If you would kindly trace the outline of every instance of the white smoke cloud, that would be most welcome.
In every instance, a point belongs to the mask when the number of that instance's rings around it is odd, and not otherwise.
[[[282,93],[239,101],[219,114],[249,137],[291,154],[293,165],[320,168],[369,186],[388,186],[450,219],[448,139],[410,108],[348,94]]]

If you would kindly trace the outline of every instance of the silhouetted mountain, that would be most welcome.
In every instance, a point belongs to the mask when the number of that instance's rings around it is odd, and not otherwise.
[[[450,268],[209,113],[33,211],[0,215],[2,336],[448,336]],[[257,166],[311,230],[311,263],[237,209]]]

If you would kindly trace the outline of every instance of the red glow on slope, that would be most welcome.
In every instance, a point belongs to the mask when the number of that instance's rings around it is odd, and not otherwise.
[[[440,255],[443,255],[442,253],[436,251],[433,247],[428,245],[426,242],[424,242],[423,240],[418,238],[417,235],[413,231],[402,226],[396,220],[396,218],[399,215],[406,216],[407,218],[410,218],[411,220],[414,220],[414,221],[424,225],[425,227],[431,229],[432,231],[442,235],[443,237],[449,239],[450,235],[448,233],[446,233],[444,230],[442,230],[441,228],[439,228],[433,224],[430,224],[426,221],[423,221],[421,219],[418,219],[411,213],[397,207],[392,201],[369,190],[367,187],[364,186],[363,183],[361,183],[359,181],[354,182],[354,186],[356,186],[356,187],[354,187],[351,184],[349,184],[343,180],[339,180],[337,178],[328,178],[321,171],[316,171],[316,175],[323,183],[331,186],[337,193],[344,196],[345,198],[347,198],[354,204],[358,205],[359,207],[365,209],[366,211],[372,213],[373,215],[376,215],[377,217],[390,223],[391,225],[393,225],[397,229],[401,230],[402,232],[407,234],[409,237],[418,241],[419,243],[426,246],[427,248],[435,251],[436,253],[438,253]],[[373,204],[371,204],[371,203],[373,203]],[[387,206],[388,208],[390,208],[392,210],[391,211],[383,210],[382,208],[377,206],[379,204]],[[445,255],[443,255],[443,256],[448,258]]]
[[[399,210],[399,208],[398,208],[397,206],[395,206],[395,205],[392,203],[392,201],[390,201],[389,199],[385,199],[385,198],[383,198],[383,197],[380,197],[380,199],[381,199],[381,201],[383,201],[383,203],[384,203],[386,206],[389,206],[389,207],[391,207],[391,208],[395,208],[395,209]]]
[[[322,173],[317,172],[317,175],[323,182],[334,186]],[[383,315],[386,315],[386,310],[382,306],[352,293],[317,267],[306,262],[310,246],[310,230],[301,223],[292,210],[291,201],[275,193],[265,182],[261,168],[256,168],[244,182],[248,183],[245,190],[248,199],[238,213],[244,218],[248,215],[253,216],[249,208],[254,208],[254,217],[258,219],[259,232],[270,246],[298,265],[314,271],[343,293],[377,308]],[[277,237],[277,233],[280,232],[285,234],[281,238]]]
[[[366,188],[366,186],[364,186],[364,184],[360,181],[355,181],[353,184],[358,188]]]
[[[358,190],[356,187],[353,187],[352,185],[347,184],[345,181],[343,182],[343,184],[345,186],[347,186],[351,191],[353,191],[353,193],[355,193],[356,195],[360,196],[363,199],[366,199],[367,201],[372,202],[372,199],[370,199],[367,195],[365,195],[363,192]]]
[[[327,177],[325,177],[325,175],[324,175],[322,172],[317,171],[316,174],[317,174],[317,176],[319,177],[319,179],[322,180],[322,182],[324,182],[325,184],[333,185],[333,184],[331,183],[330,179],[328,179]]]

--------------------------------

## Your assignment
For each line shown above, write an exact copy.

## Output of the exercise
If you would kindly trace the outline of every instance of the white smoke cloud, that would be most welcome.
In every instance, a point belongs to the mask when the number of that instance's rings around it is odd, and not otherwise.
[[[282,93],[239,101],[219,114],[249,137],[291,154],[293,165],[320,168],[369,186],[388,186],[450,219],[448,139],[410,108],[348,94]]]

If you would kindly trace the outline of every instance of the silhouetted mountain, that would be most welcome.
In every instance, a point belongs to the mask when the number of that instance's rings around it is odd, and not otherwise.
[[[450,268],[209,113],[33,211],[0,215],[2,336],[448,336]],[[257,166],[311,230],[311,263],[237,209]]]

If you would kindly trace the outline of every instance of the red glow on slope, that would be most welcome.
In every instance, a point belongs to the mask when the number of that instance's rings around it is odd, and not otherwise.
[[[440,255],[443,255],[442,253],[436,251],[433,247],[428,245],[426,242],[424,242],[423,240],[418,238],[417,235],[413,231],[402,226],[396,220],[396,218],[399,215],[406,216],[407,218],[410,218],[411,220],[414,220],[414,221],[424,225],[425,227],[431,229],[432,231],[442,235],[443,237],[449,239],[450,235],[448,233],[446,233],[444,230],[442,230],[441,228],[439,228],[433,224],[430,224],[426,221],[423,221],[421,219],[418,219],[411,213],[397,207],[392,201],[369,190],[367,187],[364,186],[363,183],[361,183],[359,181],[354,182],[354,186],[356,186],[356,187],[354,187],[351,184],[349,184],[343,180],[339,180],[337,178],[328,178],[321,171],[316,171],[316,175],[323,183],[331,186],[337,193],[344,196],[345,198],[347,198],[354,204],[358,205],[359,207],[365,209],[366,211],[372,213],[373,215],[376,215],[377,217],[390,223],[391,225],[393,225],[397,229],[401,230],[402,232],[407,234],[409,237],[418,241],[419,243],[426,246],[427,248],[435,251],[436,253],[438,253]],[[373,204],[371,204],[371,203],[373,203]],[[387,206],[388,208],[390,208],[392,210],[391,211],[383,210],[382,208],[377,206],[379,204]],[[445,255],[443,255],[443,256],[448,258]]]
[[[399,210],[399,208],[398,208],[397,206],[395,206],[395,205],[392,203],[392,201],[390,201],[389,199],[385,199],[385,198],[383,198],[383,197],[380,197],[380,199],[381,199],[381,201],[383,201],[383,203],[384,203],[386,206],[389,206],[389,207],[391,207],[391,208],[395,208],[395,209]]]
[[[322,173],[317,172],[317,175],[323,182],[334,186]],[[383,315],[386,315],[386,310],[382,306],[352,293],[317,267],[306,262],[310,246],[310,230],[301,223],[292,210],[291,201],[275,193],[265,182],[261,168],[256,168],[244,182],[248,183],[245,190],[248,199],[238,213],[244,218],[248,215],[253,216],[249,208],[254,208],[254,217],[258,219],[259,232],[270,246],[298,265],[314,271],[343,293],[377,308]],[[277,237],[277,233],[280,232],[285,234],[281,238]]]
[[[366,188],[366,186],[364,186],[364,184],[360,181],[355,181],[353,184],[358,188]]]
[[[358,190],[356,187],[353,187],[352,185],[347,184],[345,181],[343,182],[343,184],[345,186],[347,186],[351,191],[353,191],[353,193],[355,193],[356,195],[360,196],[363,199],[366,199],[367,201],[372,202],[372,199],[370,199],[367,195],[365,195],[363,192]]]
[[[327,177],[325,177],[325,175],[324,175],[322,172],[317,171],[316,174],[317,174],[317,176],[319,177],[319,179],[322,180],[322,182],[324,182],[325,184],[333,185],[333,184],[331,183],[330,179],[328,179]]]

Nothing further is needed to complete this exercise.